*Stated goal 1*
Reproduce word for word the part of the excerpt on Etsy product listings that begins at "Step 1: product" and ends after "with lifestyle shots.".

*Passage shown*
The following excerpt is from the Staff at Entrepreneur Media Inc. and Jason R. Rich’s book Start Your Own Etsy Business. Buy it now from Amazon | Barnes & Noble | iTunes | IndieBound or click here to buy it directly from us and SAVE 60% on this book when you use code SIDEHUSTLE2021 through 6/20/21.

One of the core steps in establishing your Etsy shop is adding the product listings for the items you plan to sell. You compose and create product listings one at a time, using Etsy’s “Add a New Listing” tool, which walks you through the process of composing and publishing, and then organizing, each listing. As you’re about to discover, Etsy divides this process into five steps.

Related: 3 Things You Must Know Before You Start Your Etsy Business

Step 1: product photography

The first step in creating a product listing involves uploading between one and five digital photos for each listing. Be sure to choose photos that best showcase your products from different angles or perspectives. Mix and match traditional product shots with lifestyle shots.

A product shot should depict just your item in the photo, typically with a white or solid color (or very simple) background. The primary focus should be on the product and should show as much product detail as possible. A lifestyle shot captures your product being worn or used in the real world. For example, if you sell necklaces, a lifestyle shot could show a model wearing the necklace in conjunction with different outfits.

*Stated goal 2*
Count the lines of the records that contain the string "leaf", treating uppercase and lowercase as distinct, and reply with the number alone.

Stored entries

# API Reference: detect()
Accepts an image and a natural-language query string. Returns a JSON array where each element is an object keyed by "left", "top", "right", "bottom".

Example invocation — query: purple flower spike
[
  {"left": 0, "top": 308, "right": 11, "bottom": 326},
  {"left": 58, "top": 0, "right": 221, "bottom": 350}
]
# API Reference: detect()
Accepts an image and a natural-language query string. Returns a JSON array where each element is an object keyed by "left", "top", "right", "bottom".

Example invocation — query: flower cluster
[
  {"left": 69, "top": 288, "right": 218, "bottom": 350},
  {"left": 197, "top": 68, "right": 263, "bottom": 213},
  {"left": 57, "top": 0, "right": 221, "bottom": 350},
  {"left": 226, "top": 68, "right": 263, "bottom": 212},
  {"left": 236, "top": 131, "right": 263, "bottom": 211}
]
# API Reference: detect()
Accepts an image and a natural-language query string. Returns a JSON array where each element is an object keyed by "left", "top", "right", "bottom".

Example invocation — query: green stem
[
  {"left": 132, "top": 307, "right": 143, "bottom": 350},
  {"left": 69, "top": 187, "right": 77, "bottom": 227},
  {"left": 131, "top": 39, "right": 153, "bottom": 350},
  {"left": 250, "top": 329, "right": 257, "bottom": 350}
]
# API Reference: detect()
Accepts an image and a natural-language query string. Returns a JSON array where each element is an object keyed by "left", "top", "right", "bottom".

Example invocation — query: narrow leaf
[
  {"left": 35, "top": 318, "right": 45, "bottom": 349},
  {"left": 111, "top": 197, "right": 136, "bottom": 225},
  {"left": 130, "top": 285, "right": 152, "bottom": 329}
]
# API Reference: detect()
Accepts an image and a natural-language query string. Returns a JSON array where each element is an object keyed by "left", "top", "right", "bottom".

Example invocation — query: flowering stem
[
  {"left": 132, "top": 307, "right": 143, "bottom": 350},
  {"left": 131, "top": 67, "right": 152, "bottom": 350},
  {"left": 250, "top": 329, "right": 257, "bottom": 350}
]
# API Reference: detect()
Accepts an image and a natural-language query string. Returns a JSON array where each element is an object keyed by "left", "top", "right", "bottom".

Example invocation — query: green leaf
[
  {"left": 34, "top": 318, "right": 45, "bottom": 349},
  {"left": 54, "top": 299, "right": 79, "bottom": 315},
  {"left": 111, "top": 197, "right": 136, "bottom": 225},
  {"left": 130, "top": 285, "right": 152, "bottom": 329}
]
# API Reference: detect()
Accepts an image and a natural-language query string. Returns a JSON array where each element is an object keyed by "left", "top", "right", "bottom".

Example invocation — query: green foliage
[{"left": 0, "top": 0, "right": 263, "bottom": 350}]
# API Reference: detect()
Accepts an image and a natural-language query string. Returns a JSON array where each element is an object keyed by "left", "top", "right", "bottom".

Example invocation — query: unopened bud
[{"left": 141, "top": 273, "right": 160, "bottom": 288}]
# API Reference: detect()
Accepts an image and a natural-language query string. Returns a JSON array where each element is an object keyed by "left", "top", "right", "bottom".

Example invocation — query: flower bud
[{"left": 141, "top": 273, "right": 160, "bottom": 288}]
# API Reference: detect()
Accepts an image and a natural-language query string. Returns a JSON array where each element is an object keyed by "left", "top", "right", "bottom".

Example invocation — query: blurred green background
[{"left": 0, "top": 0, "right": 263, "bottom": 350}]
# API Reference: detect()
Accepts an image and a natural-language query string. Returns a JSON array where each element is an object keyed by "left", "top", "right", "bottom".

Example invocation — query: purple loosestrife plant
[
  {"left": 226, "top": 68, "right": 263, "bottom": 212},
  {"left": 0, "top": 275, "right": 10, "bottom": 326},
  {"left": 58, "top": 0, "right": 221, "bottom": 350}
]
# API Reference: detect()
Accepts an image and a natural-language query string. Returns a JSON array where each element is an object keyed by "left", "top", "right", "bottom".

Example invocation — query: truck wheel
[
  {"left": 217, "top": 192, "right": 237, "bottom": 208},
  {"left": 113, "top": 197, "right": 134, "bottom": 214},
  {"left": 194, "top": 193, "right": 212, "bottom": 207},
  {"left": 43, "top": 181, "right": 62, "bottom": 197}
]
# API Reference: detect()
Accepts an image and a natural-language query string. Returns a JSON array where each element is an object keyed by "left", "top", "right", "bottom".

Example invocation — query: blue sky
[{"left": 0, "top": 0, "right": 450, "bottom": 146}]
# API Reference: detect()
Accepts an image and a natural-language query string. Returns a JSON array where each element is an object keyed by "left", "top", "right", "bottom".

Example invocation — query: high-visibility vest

*Exercise output 1*
Step 1: product photography

The first step in creating a product listing involves uploading between one and five digital photos for each listing. Be sure to choose photos that best showcase your products from different angles or perspectives. Mix and match traditional product shots with lifestyle shots.

*Exercise output 2*
2